- [Document excerpt]:
• • • • •

True Crime: Lake Bodom Murders

Crime scene tent (Those Conspiracy Guys)

June 5th, 1960. Teenagers Malia Björklund (15), Anja Mäki (15), Seppo Boisman (18), and Nils Gustafsson (18) were attacked by person or persons unknown at Lake Bodom, Finland. There are few facts to this case, as the only survivor, Gustafsson, suffered a concussion, fractures to the face and jaw bones, and several cuts and bruises. The other teens involved were all bludgeoned and stabbed to death. There was no weapon found on the scene. That’s a very quick run down of the case.

Crime scene photos show that the scene was an absolute bloody mess, and something akin to a horror movie. The attack took place between four and six AM, while the teens were sleeping in a single tent. The pictures show that the tent collapsed as the attacker(s) began the assault from the outside, stabbing or cutting through the canvas. The kids were assaulted with a blunt object and a knife. Strangely enough, their shoes and wallets were found some distance away from the campsite/crime scene. One can only imagine the sheer terror felt. To be woken up to an all out assault must have been more like a nightmare.

The crime is still unsolved though there have been a few suspects named. One suspect that had motive (albeit a rather weak one), and knew the area was a man named Valdemar Gyllström, who worked as the operator of a kiosk on the campsite. He was known to be unfriendly and disliked campers and teenagers. He was also known to have a well on his home property which he filled shortly after the murders. The idea is that the possible murder weapons were disposed of in said well. Not exactly a smoking gun but also definitely a strange thing to do, especially considering his reputation and work place. He became a viable suspect in 1969 when he made a drunken confession to his neighbours. Now, because he was under the influence his confession may not be taken as fact or a fair thing to hold against him. However, his wife argued that he was at home asleep with her on the night of the murders, and the police counted him out. His wife later said that Gyllström threatened her if she retracted her alibi. All of the evidence against Gyllström seems to be circumstantial, and he remains a prominent suspect.

Suspect sketch.

• • • • •

- [What this exercise asks]:
1) In the Lake Bodom murders article, between what hours did the attack take place?
2) Carry on the Lake Bodom murders article, starting right after its last line.
None of the entries that come next are needed for anything here.

• • • • •

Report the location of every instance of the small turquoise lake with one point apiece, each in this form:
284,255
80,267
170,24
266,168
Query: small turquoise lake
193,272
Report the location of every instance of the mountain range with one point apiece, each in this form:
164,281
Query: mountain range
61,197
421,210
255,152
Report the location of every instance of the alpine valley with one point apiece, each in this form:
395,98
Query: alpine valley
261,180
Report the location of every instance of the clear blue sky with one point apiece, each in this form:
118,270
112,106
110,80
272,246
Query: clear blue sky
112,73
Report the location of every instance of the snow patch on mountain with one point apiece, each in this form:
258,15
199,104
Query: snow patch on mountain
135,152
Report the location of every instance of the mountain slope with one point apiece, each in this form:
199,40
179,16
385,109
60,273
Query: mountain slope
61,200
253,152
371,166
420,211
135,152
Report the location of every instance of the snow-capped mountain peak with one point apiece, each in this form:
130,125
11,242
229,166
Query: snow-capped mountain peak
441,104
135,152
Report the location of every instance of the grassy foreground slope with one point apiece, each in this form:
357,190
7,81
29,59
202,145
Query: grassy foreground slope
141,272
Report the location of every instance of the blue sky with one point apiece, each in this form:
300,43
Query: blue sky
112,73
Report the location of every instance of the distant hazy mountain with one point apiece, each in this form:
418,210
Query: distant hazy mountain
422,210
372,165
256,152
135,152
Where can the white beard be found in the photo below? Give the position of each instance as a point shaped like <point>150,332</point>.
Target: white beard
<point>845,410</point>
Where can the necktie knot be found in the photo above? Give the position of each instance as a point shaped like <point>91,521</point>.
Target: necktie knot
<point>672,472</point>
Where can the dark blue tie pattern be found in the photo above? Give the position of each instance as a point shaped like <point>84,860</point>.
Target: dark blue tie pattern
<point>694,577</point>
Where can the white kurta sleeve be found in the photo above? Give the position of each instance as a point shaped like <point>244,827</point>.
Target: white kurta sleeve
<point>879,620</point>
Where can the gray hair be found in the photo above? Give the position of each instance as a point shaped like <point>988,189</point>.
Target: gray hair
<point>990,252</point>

• • • • •

- [Outputs for the tasks]:
1) Between four and six AM.

2)
Around six on the morning after the murder, boys out birdwatching (it was the 60's), reported having seen a blonde figure leaving the area. Now, eyewitness accounts are often dubious at best. But a blonde figure tailors to the next suspect, Hans Assmann. Assmann has a curious history. Originally from Germany, he claims to have been a former SS officer and guard in Auschwitz. He then claimed that he was sent to the Eastern front and captured by Russian forces. Furthermore, he claims he became a KGB agent though there is no real reason to believe any of this is true. What’s more, Assmann is the suspect in other Finnish murders including that of a teenage girl run over on her bicycle, and two more girls out camping. He has not been convicted of any of these crimes but the coincidences make you wonder. There is also no real clear motive for Assmann to have committed any of these crimes.

Hans Assmann.

Assmann is also believed to have arrived at a Finnish hospital after the crime was committed with blood stains and dirty fingers. The doctors reported his behaviour to be anxious and aggressive. He apparently tried to lie about his name. He also shares an eerie resemblance to the suspect sketch.

The third suspect was the lone survivor of the attack, Nils Gustafsson. Over forty years later, Finnish police arrested him for the attack based on new evidence provided by DNA and blood sample analysis that was not available at the time. Police say his motive was jealousy, and that he flew into a rage while in the tent. Now, Gustafsson had injuries of his own. These, police say, were non life threatening and were caused by the other teenagers fighting back. How one young man was able to murder three of his friends is questionable, but Gustafsson was taken to court in 2005. He was acquitted of all charges and was awarded 44,000 for the pain and suffering caused by the accusations.

So how did three teenagers wind up dead after a night of camping? There doesn’t appear to be a clear answer and frankly, there might never be one.